Turn the rows from the beginning through the line containing "pixel 76 146" into a numbered list, leaving out any blank lines.

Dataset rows
- - -
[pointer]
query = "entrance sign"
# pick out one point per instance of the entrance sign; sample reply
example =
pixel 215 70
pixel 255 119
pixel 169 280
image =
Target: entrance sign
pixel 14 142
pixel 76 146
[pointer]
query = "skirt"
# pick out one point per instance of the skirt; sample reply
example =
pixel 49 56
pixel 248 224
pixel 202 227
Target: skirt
- - -
:: Written solution ::
1. [pointer]
2. query = "entrance sign"
3. # pick out one point per instance of the entrance sign; sample reply
4. example =
5. pixel 215 70
6. pixel 255 119
7. pixel 169 280
8. image =
9. Target: entrance sign
10. pixel 14 142
11. pixel 76 146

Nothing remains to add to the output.